Rewrite every line of the records below, requests included. Multiply each point coordinate in the answers by 0.45 and round it to a whole number, with halves rounding up. Leave the numbers in the requests and their sample formats as they are.

** start Data section **

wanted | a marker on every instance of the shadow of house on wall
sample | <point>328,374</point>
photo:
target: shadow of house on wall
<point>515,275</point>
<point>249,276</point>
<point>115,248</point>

** end Data section **

• _Exercise output_
wanted | a marker on every instance of the shadow of house on wall
sample | <point>328,374</point>
photo:
target: shadow of house on wall
<point>232,124</point>
<point>112,124</point>
<point>52,112</point>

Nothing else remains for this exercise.